***** Input material

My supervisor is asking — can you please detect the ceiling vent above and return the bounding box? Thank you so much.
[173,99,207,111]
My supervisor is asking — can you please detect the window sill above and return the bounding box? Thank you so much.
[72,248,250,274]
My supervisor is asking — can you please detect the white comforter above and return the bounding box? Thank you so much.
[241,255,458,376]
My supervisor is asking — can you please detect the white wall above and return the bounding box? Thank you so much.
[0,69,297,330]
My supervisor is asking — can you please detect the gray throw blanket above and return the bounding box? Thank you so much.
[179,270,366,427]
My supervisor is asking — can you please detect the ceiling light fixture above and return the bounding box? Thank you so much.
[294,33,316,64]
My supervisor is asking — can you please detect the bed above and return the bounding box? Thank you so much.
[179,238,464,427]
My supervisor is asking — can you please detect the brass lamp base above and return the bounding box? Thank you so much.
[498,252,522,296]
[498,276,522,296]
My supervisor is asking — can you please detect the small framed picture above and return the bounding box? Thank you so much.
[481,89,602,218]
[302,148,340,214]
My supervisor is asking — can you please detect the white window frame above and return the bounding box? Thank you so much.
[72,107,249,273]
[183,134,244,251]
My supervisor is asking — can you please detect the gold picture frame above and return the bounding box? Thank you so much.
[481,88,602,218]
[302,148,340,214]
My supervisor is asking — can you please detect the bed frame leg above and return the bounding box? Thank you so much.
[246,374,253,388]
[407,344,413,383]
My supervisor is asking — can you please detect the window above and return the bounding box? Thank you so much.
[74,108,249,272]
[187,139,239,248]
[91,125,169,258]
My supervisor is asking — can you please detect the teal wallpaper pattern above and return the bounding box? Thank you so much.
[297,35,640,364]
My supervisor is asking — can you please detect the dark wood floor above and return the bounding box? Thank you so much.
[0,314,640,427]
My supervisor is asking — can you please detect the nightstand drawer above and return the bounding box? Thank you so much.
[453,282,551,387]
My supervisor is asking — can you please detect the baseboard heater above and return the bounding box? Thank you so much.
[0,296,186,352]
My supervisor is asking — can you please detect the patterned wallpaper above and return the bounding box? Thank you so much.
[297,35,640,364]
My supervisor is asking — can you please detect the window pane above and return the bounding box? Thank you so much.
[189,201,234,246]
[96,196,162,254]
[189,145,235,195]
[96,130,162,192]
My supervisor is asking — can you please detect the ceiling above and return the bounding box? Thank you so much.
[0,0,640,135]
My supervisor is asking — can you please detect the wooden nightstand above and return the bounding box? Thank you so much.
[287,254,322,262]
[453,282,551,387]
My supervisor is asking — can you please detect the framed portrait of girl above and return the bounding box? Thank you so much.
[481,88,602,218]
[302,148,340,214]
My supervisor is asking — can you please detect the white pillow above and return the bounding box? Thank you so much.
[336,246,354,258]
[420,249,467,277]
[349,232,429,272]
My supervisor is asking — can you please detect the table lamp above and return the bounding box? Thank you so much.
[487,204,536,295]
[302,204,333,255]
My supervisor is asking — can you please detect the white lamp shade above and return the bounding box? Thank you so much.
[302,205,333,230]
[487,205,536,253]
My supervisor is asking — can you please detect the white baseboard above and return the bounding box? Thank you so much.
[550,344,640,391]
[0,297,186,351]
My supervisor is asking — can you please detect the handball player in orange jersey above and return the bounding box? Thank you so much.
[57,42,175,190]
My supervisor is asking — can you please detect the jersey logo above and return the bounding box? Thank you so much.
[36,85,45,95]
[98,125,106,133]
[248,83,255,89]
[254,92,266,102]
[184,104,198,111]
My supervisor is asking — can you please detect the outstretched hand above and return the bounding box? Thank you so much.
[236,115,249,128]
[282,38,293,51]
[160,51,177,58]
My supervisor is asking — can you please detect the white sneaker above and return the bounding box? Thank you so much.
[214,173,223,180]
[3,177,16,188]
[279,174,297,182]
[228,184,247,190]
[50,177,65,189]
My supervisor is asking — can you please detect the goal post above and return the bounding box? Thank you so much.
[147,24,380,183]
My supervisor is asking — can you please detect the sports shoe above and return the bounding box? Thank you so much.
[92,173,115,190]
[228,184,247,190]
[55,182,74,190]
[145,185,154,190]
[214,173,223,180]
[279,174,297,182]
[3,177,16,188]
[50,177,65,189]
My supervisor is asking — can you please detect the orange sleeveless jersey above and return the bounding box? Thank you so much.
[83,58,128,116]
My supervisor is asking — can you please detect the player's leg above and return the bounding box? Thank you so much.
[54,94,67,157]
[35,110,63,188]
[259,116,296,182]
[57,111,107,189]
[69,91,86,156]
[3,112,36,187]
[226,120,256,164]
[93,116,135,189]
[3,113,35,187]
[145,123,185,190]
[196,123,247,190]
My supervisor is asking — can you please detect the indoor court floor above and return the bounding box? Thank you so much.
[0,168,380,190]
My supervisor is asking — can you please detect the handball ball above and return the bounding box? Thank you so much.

**********

What to work on -> Convert every one of the records above into a numbered list, omitting any blank lines.

Finished task ->
1. My supervisor is asking — can you please detect the ceiling vent above and return the bounding box? Thank you so much.
2. [173,99,207,111]
3. My supervisor is asking — can you please detect the window sill above and return the bounding box? Thank you so much.
4. [72,248,250,274]
5. My supervisor is asking — can you please detect the white comforter above and return the bounding box? Thank you so much.
6. [241,255,458,376]
7. My supervisor is asking — can you please detect the white wall above and return the bounding box? Thank you so much.
8. [0,69,297,330]
9. My supervisor is asking — can you please detect the gray throw blanket above and return the bounding box? Thank you so much.
10. [179,270,366,427]
11. My supervisor is asking — can you please detect the ceiling light fixture above and return the bounding box? Thank you so much.
12. [294,33,316,64]
13. My supervisor is asking — can you please detect the bed above and return the bounding box? Thank you so much.
14. [179,238,464,427]
15. My supervisor is asking — can you please detect the brass lamp base above and return the bounding box? Thank you so much.
16. [498,252,522,296]
17. [498,276,522,296]
18. My supervisor is asking — can you please detect the small framed picture above and return the bounding box? Thank you so much.
19. [481,89,602,218]
20. [302,148,340,214]
21. My supervisor is asking — can you please detect the white window frame above and return the bounding box? Thank you so much.
22. [72,107,249,273]
23. [183,134,244,251]
24. My supervisor is asking — can you please detect the gold picture frame above and return the bounding box? Thank you so much.
25. [481,88,602,218]
26. [302,148,340,214]
27. My supervisor is asking — can you please detect the bed frame leg above and return the bounding box? Thank you so much.
28. [246,374,253,388]
29. [407,344,413,383]
30. My supervisor is asking — can you please detect the window above and return the bounding box? Thank you so much.
31. [74,108,249,272]
32. [187,139,239,248]
33. [91,125,169,258]
34. My supervisor is asking — can you please detect the teal wallpaper pattern above and return the bounding box? Thank you so much.
35. [297,35,640,364]
36. My supervisor is asking — can you please detect the dark wood floor above and return the bounding box? Thank you so much.
37. [0,314,640,427]
38. My supervisor is asking — can you please detect the nightstand drawer above and return the bounding box? Thank you so much.
39. [453,282,551,387]
40. My supervisor is asking — can you please detect the baseboard heater above and return the bounding box? Thank you so much.
41. [0,296,186,352]
42. My supervisor is asking — can you please detect the patterned wallpaper above and return the bounding box? Thank you so much.
43. [297,35,640,364]
44. My supervisor is asking — can you please detect the window pane above and return the bounding box? Thank you so much.
45. [189,201,234,246]
46. [96,196,162,254]
47. [189,145,235,195]
48. [96,130,162,192]
49. My supervisor is asking — can you please detect the ceiling above and return the bounding box? Thank you so much.
50. [0,0,640,135]
51. My supervisor is asking — can you please detect the wooden nightstand above and return the bounding box? Thank you so much.
52. [287,254,322,262]
53. [453,282,551,387]
54. My supervisor is asking — can you please detect the framed portrait of girl above and return the bounding box? Thank you so much.
55. [481,88,602,218]
56. [302,148,340,214]
57. My supervisor is asking — can you please detect the white pillow above and return the bounding box? Thank you so much.
58. [336,246,354,258]
59. [420,249,467,277]
60. [349,232,429,272]
61. My supervisor is asking — can you please detect the table lamp above and return the bounding box? Thank you so much.
62. [487,204,536,295]
63. [302,204,333,255]
64. My supervisor is asking — can you please detect the white lamp shade above and return the bounding box? Thank you so much.
65. [302,205,333,230]
66. [487,205,536,253]
67. My supervisor is asking — can you please detect the white baseboard above and return the bounding box? Thank you so much.
68. [550,344,640,391]
69. [0,297,186,351]
70. My supervisor is asking — can you please detect the handball player in orange jersey above and return the bounding box? Thank you so much.
71. [57,42,175,190]
72. My supervisor is asking — can you please detect the jersey logo above and return the bounding box? Thank you so much.
73. [36,85,45,95]
74. [98,125,106,133]
75. [248,83,255,89]
76. [254,92,266,102]
77. [184,104,198,111]
78. My supervisor is asking — can you please detect the outstretched hand above and return the bounding box? Thank you so much.
79. [236,115,249,128]
80. [282,38,293,51]
81. [160,51,177,58]
82. My supervisor is asking — can you please detect the white sneaker above and return the bounding box? Thank you so much.
83. [214,173,223,180]
84. [3,177,16,188]
85. [279,174,297,182]
86. [228,184,247,190]
87. [50,177,65,189]
88. My supervisor is asking — can you please detect the goal post above and return the bounding box? Thank you so much.
89. [147,24,380,183]
90. My supervisor is asking — can you please detect the sports shoe above and return the bounding box? Thank you so much.
91. [92,173,115,190]
92. [228,184,247,190]
93. [55,182,74,190]
94. [145,185,154,190]
95. [214,173,223,180]
96. [279,174,297,182]
97. [3,177,16,188]
98. [50,177,65,189]
99. My supervisor is asking — can you please detect the orange sleeveless jersey above and return the bounding box? Thank you so much.
100. [83,58,128,116]
101. My supervisor is asking — can you please detect the player's leg above and return the bounding box? Thank you so much.
102. [54,94,67,157]
103. [35,110,63,188]
104. [259,116,296,182]
105. [57,111,107,189]
106. [69,91,86,156]
107. [3,112,36,187]
108. [226,120,256,164]
109. [93,116,135,189]
110. [3,113,35,187]
111. [145,123,185,190]
112. [196,123,247,190]
113. My supervisor is asking — can you please detect the indoor court floor above and return the bounding box? Thank you so much.
114. [0,168,380,190]
115. My supervisor is asking — can you please detect the handball ball above and return the bounding box? Thank you so much.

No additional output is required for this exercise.